Task goal:
The records that follow must be printed exactly as they are.

**********

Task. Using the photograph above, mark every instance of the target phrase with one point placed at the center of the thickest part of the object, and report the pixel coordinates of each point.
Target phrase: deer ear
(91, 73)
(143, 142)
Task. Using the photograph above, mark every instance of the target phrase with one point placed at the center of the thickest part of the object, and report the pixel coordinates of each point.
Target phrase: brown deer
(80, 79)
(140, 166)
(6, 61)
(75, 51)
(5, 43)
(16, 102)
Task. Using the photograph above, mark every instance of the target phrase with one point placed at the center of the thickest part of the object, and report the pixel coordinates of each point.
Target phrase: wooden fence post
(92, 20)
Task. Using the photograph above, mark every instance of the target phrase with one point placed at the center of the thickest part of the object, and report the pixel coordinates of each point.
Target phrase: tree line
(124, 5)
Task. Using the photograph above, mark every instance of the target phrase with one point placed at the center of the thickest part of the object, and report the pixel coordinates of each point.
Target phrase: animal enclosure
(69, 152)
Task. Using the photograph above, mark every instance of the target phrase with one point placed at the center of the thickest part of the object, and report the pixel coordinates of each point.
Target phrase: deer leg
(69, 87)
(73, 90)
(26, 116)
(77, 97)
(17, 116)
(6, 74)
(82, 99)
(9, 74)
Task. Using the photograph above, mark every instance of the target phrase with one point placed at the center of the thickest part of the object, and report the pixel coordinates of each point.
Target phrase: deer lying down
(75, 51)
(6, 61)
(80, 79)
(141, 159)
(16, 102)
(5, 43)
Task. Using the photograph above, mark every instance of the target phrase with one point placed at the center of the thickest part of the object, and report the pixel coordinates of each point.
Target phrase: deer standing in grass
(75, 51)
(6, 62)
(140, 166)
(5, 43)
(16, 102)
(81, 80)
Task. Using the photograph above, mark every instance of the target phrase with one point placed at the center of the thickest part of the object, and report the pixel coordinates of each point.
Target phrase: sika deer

**********

Result for this exercise:
Task. Using the photograph above, mark every instance of the target phrase with one point placed at the center of the thickest part of the object, and report the pixel coordinates of each point.
Target phrase: deer ear
(91, 73)
(143, 142)
Task. Using the photograph above, mark every instance of the target phrase with one point placed at the center of the thickest part of the object, and report the pixel coordinates of each point.
Target phrase: brown deer
(80, 79)
(140, 166)
(6, 61)
(75, 51)
(5, 43)
(16, 102)
Task. Using the photograph above, mark every instance of the target phrase with one point placed at the center of the thickest part of the object, and report the pixel coordinates of each point.
Target phrase: wooden fence post
(92, 20)
Task. Using the photograph above, mark every instance of the target phrase with one point placed at the center of the thickest part of the object, and report the pixel coordinates of each point.
Target phrase: tree line
(124, 5)
Task. Using the photograph above, mark every instance of the target phrase with one point placed at the center of the thickest part of the object, and report the pixel coordinates of each point.
Target phrase: animal enclosure
(69, 152)
Task. Using the photograph above, mark every instance of the target phrase with one point placed at the center of the thickest part of the object, and report the pixel coordinates of each point.
Target phrase: deer leg
(69, 87)
(73, 90)
(26, 116)
(77, 97)
(17, 116)
(6, 74)
(82, 99)
(9, 74)
Task. Using the photograph above, mark every instance of the target phrase with one point placed at the center of the thickest part of the object, and report the pixel coordinates of each point.
Target phrase: deer lying down
(75, 51)
(6, 61)
(80, 79)
(141, 159)
(16, 102)
(5, 43)
Task. Using the photograph above, mark every instance of the target phrase with one point placed at the center of the thickest part of the object, and report the pixel coordinates of each point.
Target phrase: deer standing in grass
(75, 51)
(6, 62)
(140, 166)
(5, 43)
(16, 102)
(81, 80)
Task. Using the photograph above, mark every instance of the target phrase with one point placed at the center of the thickest part of the object, and report the pixel coordinates of each point.
Target phrase: sika deer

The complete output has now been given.